**AUFGABEN**
[1] Wodurch war Shani Louk laut dem Kommentar der WESTFÄLISCHEN ZEITUNG in der Presseschau hierzulande zum Gesicht der Terrorattacken der Hamas geworden? Erklären Sie es in ein bis drei Sätzen.
[2] Führen Sie die Presseschau aus deutschen Zeitungen im Anschluss an ihren letzten Satz fort.

Freitag, 17. Mai 2024

31. Oktober 2023
Die Presseschau aus deutschen Zeitungen

Mit Kommentaren zum Besuch von Bundeskanzler Scholz in Nigeria und zur Aussage von Bundesverteidigungsminister Pistorius, Deutschland müsse "kriegstüchtig" werden. Außerdem geht es um den Krieg zwischen Israel und der Hamas und um die anti-israelischen Ausschreitungen in Dagestan.

31.10.2023
Demonstranten stehen auf dem Bebelplatz und halten Flugblätter mit Fotos der Hamas-Geiseln. Im Vordergrund brennen hunderte Kerzen.
Der Tod der deutschen Shani Louk, die am 7. Oktober von der Hamas entführt wurde, ist inszwischen bestätigt. (picture alliance / dpa / Monika Skolimowska)
Die WESTFÄLISCHE ZEITUNG aus Münster kommentiert den Tod der Deutsch-Israelin Shani Louk, die seit dem Angriff der Hamas auf Israel vermisst worden war: "In Zeiten, in denen Bilder von leidenden Geiseln als Waffe eingesetzt werden, um auf abscheuliche Weise Dominanz zu zeigen, Forderungen hochzutreiben und Anliegen weltweit zu inszenieren, klammern sich die Angehörigen weiter an das Prinzip Hoffnung. Die Deutsch-Israelin Shani Louk war durch etliche verzweifelte Interviews von nahen Verwandten hierzulande zum Gesicht der barbarischen Terrorattacken der Hamas geworden. Für sie gibt es offenbar keine Hoffnung mehr. Das ist eine besonders traurige Zäsur in einem riesigen Meer bedrückender Nachrichten", vermerkt die WESTFÄLISCHE ZEITUNG.

**ANGEZEIGTE INFORMATIONEN**
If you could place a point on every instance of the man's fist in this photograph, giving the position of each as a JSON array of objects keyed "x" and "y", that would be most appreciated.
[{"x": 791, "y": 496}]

**ERWARTETE ERGEBNISSE**
[1] Laut der WESTFÄLISCHEN ZEITUNG war Shani Louk durch etliche verzweifelte Interviews naher Verwandter hierzulande zum Gesicht der barbarischen Terrorattacken der Hamas geworden.

[2]
Der REUTLINGER GENERAL-ANZEIGER betont: "Betrauert werden dürfen die Opfer auf beiden Seiten des Konflikts - in Israel und in Gaza. Der Tod der Deutschen Shani Louk erinnert daran, dass die Hamas immer noch Hunderte Geiseln in ihrer Gewalt hat. Die Terrororganisation nimmt aber auch die eigene Bevölkerung in Geiselhaft, verschanzt sich und ihre Waffen hinter Krankenhäusern, Schulen und anderen schützenswerten Einrichtungen. Das ist aufs Schärfste zu verurteilen. Es sollte aber Bundeskanzler Scholz und US-Präsident Biden nicht davon abhalten, Israels Ministerpräsidenten Netanjahu dazu zu bewegen, die Bodenoffensive seiner Truppen abzublasen. Die Gefahr eines Flächenbrandes in Nahost ist nach wie vor immens", warnt der REUTLINGER GENERAL-ANZEIGER.
Die anti-israelischen Ausschreitungen in der russischen Kaukasusrepublik Dagestan haben in vielen Ländern Entsetzen hervorgerufen. Die TAGESZEITUNG hält fest: "Angesichts seines Balanceaktes zwischen Israel und der Hamas kann der Kreml derartige Gewaltausbrüche nicht gebrauchen. Hatte Wladimir Putin nicht erst vor Kurzem bei einem Treffen mit Vertretern unterschiedlicher Religionen deren friedliches und gedeihliches Miteinander in Russland beschworen? Gleichzeitig ist ein antisemitischer Diskurs fester Bestandteil des Kreml-Narrativs, wenn es darum geht, den Krieg gegen die Ukraine zu rechtfertigen. Dass der ukrainische Präsident Wolodimir Selenskyj, selbst jüdischer Herkunft, ein Erfüllungsgehilfe des Westens und eine Schande für das jüdische Volk sei, gehört noch zu den harmloseren Äußerungen", beobachtet die TAZ.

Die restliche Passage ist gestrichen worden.